The problem: In the records below, tally every line containing "return". Report only the total.

(Dataset entries)
________
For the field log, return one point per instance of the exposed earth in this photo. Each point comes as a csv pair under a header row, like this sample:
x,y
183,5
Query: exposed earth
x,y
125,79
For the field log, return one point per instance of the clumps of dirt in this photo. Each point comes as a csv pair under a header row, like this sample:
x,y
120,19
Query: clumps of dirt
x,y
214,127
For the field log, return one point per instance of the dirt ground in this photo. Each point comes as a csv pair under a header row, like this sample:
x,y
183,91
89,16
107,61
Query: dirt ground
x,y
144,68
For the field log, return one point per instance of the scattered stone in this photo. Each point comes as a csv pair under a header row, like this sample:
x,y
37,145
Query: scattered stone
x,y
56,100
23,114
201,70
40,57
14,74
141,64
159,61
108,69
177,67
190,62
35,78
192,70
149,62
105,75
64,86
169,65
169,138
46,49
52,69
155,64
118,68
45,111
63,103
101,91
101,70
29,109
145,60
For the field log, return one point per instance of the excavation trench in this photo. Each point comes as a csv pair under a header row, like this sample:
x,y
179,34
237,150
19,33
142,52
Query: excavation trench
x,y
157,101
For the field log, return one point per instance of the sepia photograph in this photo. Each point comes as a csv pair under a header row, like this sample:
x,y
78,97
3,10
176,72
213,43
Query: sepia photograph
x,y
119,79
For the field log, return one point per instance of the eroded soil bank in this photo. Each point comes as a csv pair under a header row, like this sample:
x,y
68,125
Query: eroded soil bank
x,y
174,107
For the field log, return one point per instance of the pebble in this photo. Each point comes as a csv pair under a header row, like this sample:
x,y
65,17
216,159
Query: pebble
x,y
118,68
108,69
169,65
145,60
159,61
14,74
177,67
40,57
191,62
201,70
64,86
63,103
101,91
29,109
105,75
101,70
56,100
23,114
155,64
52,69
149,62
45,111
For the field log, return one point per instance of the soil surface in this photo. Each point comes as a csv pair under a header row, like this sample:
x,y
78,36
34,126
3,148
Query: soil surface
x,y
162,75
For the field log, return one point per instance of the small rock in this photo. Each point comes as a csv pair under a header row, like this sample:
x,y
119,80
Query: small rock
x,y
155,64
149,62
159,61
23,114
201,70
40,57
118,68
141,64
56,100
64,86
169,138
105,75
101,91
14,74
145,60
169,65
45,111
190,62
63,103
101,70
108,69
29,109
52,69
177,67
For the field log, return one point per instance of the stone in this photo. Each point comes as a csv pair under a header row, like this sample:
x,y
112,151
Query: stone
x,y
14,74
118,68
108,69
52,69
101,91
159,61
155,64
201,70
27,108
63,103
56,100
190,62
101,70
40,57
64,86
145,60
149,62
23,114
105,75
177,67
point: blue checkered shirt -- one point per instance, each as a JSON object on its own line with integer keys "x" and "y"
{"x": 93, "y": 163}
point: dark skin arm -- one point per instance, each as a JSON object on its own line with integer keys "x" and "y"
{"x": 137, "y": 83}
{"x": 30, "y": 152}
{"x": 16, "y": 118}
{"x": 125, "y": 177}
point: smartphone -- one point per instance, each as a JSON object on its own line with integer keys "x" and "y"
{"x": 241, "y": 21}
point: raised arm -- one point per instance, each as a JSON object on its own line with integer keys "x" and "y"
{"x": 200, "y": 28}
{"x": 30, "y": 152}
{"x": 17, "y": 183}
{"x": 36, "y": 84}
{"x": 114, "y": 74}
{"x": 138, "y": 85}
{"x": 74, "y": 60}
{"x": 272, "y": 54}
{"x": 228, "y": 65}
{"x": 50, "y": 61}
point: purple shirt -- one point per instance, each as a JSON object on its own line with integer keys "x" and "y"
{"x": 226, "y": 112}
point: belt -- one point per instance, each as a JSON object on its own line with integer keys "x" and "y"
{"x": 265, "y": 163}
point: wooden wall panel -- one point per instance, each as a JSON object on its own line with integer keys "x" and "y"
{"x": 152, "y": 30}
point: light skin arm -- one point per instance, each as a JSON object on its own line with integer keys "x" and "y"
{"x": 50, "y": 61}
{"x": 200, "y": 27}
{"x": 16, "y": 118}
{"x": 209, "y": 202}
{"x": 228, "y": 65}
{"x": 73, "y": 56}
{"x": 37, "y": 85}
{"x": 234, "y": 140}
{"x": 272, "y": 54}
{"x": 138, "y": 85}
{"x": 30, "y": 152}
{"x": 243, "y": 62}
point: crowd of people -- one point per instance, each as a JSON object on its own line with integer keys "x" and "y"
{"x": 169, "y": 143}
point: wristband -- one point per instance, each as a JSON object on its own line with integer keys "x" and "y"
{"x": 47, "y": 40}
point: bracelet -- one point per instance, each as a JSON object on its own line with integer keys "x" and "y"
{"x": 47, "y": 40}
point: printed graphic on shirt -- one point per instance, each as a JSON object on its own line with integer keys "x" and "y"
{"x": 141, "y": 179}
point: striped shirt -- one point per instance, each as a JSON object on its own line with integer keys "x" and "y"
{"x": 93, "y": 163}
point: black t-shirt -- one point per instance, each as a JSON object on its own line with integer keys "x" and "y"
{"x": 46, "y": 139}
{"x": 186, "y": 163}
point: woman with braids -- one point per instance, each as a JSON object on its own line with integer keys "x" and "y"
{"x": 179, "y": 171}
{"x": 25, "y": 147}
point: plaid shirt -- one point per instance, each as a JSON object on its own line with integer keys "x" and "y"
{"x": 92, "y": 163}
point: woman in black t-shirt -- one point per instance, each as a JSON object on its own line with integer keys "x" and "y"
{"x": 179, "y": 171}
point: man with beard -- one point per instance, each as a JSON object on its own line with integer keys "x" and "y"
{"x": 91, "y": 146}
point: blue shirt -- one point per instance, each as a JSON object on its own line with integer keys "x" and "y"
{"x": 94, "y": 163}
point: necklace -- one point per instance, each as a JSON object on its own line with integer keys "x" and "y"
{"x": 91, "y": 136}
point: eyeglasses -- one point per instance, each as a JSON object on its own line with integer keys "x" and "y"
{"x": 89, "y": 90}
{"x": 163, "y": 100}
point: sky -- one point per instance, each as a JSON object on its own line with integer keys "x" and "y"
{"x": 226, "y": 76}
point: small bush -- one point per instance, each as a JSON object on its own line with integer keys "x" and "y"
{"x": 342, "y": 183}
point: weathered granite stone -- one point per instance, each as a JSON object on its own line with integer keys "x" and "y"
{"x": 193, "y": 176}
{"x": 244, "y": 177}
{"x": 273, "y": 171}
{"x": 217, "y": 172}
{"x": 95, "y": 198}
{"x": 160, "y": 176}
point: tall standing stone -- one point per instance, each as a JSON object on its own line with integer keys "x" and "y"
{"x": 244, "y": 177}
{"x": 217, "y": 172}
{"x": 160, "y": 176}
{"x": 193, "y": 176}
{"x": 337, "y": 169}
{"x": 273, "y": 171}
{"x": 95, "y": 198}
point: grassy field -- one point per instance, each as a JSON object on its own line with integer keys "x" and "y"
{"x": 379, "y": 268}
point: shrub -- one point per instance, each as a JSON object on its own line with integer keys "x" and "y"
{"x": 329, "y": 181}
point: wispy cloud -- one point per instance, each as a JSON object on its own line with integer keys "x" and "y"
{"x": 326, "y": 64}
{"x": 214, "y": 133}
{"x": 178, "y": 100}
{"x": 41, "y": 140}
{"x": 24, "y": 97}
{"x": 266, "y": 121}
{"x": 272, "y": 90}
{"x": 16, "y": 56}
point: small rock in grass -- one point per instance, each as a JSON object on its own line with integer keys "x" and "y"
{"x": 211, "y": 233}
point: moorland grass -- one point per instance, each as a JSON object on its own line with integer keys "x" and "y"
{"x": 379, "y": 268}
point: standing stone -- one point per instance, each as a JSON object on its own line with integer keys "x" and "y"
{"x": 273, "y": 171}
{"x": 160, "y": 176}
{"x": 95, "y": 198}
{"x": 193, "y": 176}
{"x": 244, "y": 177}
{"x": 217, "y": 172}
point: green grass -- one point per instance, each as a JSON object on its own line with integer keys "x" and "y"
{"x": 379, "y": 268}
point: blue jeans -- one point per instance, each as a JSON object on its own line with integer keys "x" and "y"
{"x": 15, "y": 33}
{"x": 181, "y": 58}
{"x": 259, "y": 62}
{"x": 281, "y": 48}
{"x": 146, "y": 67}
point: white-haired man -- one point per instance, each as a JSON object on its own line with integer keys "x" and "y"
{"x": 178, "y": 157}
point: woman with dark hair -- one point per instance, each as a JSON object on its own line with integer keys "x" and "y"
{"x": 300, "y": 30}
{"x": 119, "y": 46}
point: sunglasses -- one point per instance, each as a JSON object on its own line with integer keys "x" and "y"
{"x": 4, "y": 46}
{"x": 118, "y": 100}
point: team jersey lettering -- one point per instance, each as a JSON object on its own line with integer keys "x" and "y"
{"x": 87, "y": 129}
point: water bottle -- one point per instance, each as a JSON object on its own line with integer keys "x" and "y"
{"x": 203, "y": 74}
________
Solution below: 11